-- START OF MATERIAL --
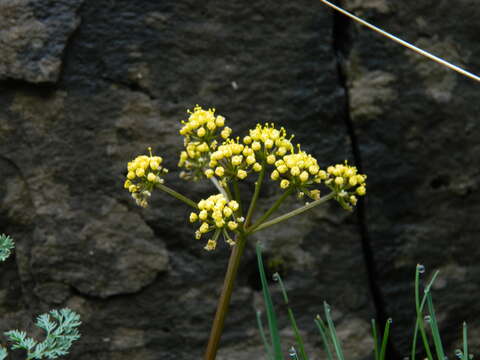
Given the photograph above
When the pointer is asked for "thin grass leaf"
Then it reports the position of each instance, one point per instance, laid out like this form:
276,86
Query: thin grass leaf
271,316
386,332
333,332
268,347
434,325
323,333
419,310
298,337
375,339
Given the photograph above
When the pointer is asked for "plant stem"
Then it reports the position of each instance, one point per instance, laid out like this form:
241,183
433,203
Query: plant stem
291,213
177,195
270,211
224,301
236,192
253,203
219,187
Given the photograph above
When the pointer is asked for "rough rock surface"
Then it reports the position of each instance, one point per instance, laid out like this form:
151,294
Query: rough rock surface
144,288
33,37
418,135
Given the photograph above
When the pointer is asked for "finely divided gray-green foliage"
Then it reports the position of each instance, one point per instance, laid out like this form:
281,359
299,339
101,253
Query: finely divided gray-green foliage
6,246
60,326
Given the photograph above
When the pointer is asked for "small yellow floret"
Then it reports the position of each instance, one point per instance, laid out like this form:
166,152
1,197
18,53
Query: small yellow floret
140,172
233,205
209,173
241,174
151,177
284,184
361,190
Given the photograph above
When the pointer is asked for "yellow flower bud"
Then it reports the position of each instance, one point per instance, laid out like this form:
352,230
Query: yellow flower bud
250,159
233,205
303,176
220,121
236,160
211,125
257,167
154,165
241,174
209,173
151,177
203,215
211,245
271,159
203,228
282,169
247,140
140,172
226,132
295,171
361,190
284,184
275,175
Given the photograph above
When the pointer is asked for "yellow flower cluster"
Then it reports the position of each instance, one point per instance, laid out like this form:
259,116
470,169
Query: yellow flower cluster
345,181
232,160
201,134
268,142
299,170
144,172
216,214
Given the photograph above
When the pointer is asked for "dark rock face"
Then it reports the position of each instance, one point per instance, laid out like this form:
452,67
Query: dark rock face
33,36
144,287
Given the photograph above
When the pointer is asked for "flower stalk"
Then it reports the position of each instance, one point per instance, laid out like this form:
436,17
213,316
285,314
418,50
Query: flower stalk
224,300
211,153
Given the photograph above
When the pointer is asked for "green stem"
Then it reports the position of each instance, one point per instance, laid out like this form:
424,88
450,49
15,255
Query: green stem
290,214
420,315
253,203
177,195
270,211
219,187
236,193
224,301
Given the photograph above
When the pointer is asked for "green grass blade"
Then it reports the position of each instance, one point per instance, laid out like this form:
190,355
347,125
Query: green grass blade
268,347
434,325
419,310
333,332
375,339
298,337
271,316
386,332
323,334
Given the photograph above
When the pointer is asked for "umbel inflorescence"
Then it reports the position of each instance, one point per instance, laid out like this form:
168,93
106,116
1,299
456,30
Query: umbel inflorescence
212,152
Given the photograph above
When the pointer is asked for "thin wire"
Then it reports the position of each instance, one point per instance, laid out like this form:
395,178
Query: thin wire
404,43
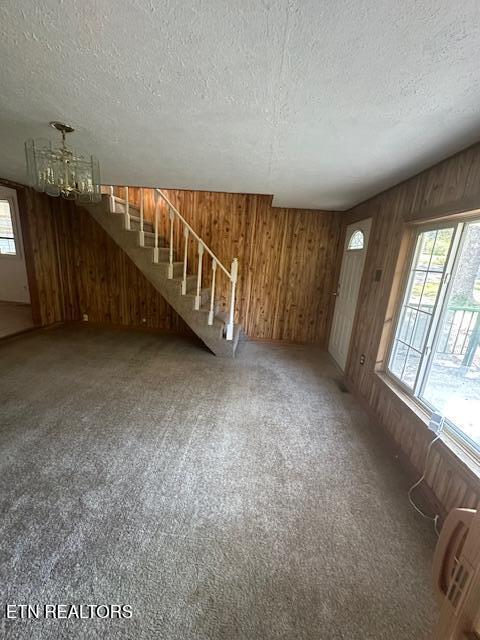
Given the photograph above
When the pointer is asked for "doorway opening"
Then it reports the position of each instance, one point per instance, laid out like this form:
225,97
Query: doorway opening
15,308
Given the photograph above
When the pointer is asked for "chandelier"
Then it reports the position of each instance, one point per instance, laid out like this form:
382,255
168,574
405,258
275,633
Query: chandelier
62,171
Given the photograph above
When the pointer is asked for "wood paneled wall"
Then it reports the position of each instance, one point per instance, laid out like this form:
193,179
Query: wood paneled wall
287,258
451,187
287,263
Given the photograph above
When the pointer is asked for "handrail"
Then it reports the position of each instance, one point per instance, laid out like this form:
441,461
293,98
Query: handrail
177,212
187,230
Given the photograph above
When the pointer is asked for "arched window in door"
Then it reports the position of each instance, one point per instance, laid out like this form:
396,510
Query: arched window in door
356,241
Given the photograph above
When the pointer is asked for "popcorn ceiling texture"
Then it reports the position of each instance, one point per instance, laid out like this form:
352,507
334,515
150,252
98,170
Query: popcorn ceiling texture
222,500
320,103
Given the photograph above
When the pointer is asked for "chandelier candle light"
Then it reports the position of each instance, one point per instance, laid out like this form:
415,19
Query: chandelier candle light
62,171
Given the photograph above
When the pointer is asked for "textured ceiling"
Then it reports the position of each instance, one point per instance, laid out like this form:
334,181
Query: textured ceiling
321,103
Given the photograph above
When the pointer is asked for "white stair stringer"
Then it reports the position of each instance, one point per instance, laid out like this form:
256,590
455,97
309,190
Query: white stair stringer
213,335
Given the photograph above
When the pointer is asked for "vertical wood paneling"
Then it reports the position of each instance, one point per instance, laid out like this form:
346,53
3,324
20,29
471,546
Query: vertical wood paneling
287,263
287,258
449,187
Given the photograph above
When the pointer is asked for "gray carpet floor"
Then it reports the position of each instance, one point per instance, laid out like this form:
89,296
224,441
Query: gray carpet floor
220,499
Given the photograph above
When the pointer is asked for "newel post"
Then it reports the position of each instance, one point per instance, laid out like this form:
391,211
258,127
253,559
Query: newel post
-- END OF MATERIAL --
#### GIVEN REQUEST
Pull out each line of the data above that contains the word "leaf", and copy those lines in full.

#### SOLUTION TO THIS EXERCISE
When the pointer is asked for "thin grass leaf"
Query: thin grass leaf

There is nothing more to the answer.